Written problem 1:
Copy the excerpt on offshore outsourcing word for word.
Start Reading passage
Too good not to post.

[Critics] are right that offshore outsourcing deserves attention and that some measures to assist affected workers are called for. But if their exaggerated alarmism succeeds in provoking protectionist responses from lawmakers, it will do far more harm than good, to the U.S. economy and to American workers.

Should Americans be concerned about the economic effects of outsourcing? Not particularly. Most of the numbers thrown around are vague, overhyped estimates. What hard data exist suggest that gross job losses due to offshore outsourcing have been minimal when compared to the size of the entire U.S. economy....

...believing that offshore outsourcing causes unemployment is the economic equivalent of believing that the sun revolves around the earth: intuitively compelling but clearly wrong.

In January testimony before Congress, Hewlett-Packard chief Carly Fiorina warned that "there is no job that is America's God-given right anymore."

...The predictions of job losses in the millions are driving the current outsourcing hysteria. But it is crucial to note that these predictions are of gross, not net, losses.

Most jobs will remain unaffected altogether: close to 90 percent of jobs in the United States require geographic proximity.

The parts of production that are more complex, interactive, or innovative -- including, but not limited to, marketing, research, and development -- are much more difficult to shift abroad. As an International Data Corporation analysis on trends in IT services concluded, "the activities that will migrate offshore are predominantly those that can be viewed as requiring low skill since process and repeatability are key underpinnings of the work. Innovation and deep business expertise will continue to be delivered predominantly onshore." Not coincidentally, these are also the tasks that generate high wages and large profits and drive the U.S. economy.

Annually, outsourcing would affect less than .2 percent of employed Americans...it is debatable whether actual levels of outsourcing will ever match [even these] current predictions.
End Reading passage
Start Data provided
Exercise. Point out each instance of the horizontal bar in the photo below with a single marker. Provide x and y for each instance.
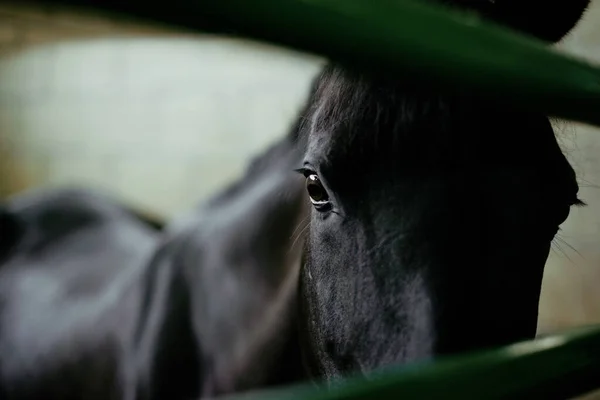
(406, 37)
(554, 367)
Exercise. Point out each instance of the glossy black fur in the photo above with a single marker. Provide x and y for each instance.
(442, 209)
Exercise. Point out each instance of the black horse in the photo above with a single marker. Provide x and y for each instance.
(432, 216)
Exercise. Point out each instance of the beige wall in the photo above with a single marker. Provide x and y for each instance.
(165, 119)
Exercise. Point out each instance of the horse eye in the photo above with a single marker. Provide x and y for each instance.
(316, 191)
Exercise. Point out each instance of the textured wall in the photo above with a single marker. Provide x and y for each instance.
(164, 119)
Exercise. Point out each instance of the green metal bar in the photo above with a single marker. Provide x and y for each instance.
(554, 367)
(406, 37)
(448, 48)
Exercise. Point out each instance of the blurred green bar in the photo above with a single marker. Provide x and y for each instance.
(553, 367)
(448, 48)
(403, 36)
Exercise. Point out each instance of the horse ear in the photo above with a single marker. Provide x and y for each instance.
(547, 20)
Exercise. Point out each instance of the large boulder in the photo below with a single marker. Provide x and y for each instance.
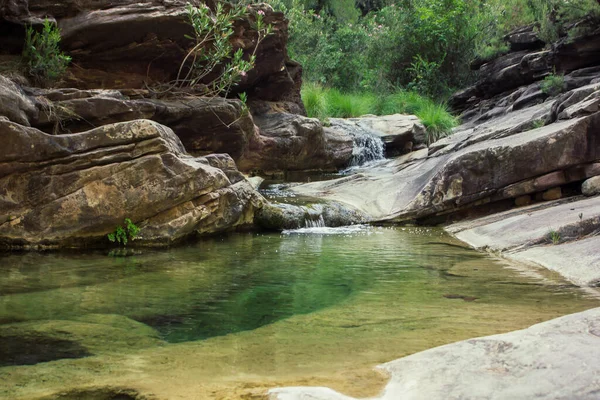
(532, 363)
(472, 169)
(527, 64)
(400, 133)
(72, 190)
(128, 44)
(293, 142)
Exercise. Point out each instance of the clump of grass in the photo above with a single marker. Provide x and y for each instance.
(438, 121)
(342, 105)
(554, 237)
(553, 84)
(315, 101)
(323, 103)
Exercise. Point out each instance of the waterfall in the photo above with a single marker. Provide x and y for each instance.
(367, 147)
(314, 223)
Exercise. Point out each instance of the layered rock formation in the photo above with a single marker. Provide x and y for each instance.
(484, 166)
(532, 363)
(72, 190)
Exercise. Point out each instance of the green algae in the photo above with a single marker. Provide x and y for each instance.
(253, 311)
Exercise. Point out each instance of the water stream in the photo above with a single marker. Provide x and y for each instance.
(229, 315)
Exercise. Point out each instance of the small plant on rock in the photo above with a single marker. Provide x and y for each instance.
(212, 65)
(44, 61)
(124, 233)
(554, 237)
(553, 84)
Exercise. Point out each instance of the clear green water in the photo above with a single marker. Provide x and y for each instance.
(332, 296)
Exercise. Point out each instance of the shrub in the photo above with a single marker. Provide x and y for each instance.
(438, 121)
(315, 101)
(44, 61)
(342, 105)
(322, 103)
(124, 233)
(553, 84)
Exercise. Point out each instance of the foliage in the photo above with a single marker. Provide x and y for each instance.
(323, 103)
(553, 84)
(212, 65)
(554, 237)
(44, 61)
(420, 45)
(124, 233)
(315, 101)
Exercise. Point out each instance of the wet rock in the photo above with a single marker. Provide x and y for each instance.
(463, 172)
(280, 216)
(30, 343)
(523, 201)
(14, 104)
(525, 38)
(400, 133)
(293, 142)
(591, 187)
(552, 194)
(72, 190)
(523, 364)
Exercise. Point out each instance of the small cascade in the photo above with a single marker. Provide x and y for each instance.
End Data provided
Written problem 2:
Express the records from the line containing "Exercise. Point out each instance of the clear" through the last line of the records, both ends included, as a Markdown table with the columns Row and Line. Number each line in Row, put the line itself in Line, and leave out blank lines.

Final result 1:
Too good not to post.

[Critics] are right that offshore outsourcing deserves attention and that some measures to assist affected workers are called for. But if their exaggerated alarmism succeeds in provoking protectionist responses from lawmakers, it will do far more harm than good, to the U.S. economy and to American workers.

Should Americans be concerned about the economic effects of outsourcing? Not particularly. Most of the numbers thrown around are vague, overhyped estimates. What hard data exist suggest that gross job losses due to offshore outsourcing have been minimal when compared to the size of the entire U.S. economy....

...believing that offshore outsourcing causes unemployment is the economic equivalent of believing that the sun revolves around the earth: intuitively compelling but clearly wrong.

In January testimony before Congress, Hewlett-Packard chief Carly Fiorina warned that "there is no job that is America's God-given right anymore."

...The predictions of job losses in the millions are driving the current outsourcing hysteria. But it is crucial to note that these predictions are of gross, not net, losses.

Most jobs will remain unaffected altogether: close to 90 percent of jobs in the United States require geographic proximity.

The parts of production that are more complex, interactive, or innovative -- including, but not limited to, marketing, research, and development -- are much more difficult to shift abroad. As an International Data Corporation analysis on trends in IT services concluded, "the activities that will migrate offshore are predominantly those that can be viewed as requiring low skill since process and repeatability are key underpinnings of the work. Innovation and deep business expertise will continue to be delivered predominantly onshore." Not coincidentally, these are also the tasks that generate high wages and large profits and drive the U.S. economy.

Annually, outsourcing would affect less than .2 percent of employed Americans...it is debatable whether actual levels of outsourcing will ever match [even these] current predictions.

Final result 2:
| Row | Line |
|---|---|
| 1 | Exercise. Point out each instance of the clear green water in the photo above with a single marker. Provide x and y for each instance. |
| 2 | (332, 296) |
| 3 | Exercise. Point out each instance of the shrub in the photo above with a single marker. Provide x and y for each instance. |
| 4 | (438, 121) |
| 5 | (315, 101) |
| 6 | (44, 61) |
| 7 | (342, 105) |
| 8 | (322, 103) |
| 9 | (124, 233) |
| 10 | (553, 84) |
| 11 | Exercise. Point out each instance of the foliage in the photo above with a single marker. Provide x and y for each instance. |
| 12 | (323, 103) |
| 13 | (553, 84) |
| 14 | (212, 65) |
| 15 | (554, 237) |
| 16 | (44, 61) |
| 17 | (420, 45) |
| 18 | (124, 233) |
| 19 | (315, 101) |
| 20 | Exercise. Point out each instance of the wet rock in the photo above with a single marker. Provide x and y for each instance. |
| 21 | (463, 172) |
| 22 | (280, 216) |
| 23 | (30, 343) |
| 24 | (523, 201) |
| 25 | (14, 104) |
| 26 | (525, 38) |
| 27 | (400, 133) |
| 28 | (293, 142) |
| 29 | (591, 187) |
| 30 | (552, 194) |
| 31 | (72, 190) |
| 32 | (523, 364) |
| 33 | Exercise. Point out each instance of the small cascade in the photo above with a single marker. Provide x and y for each instance. |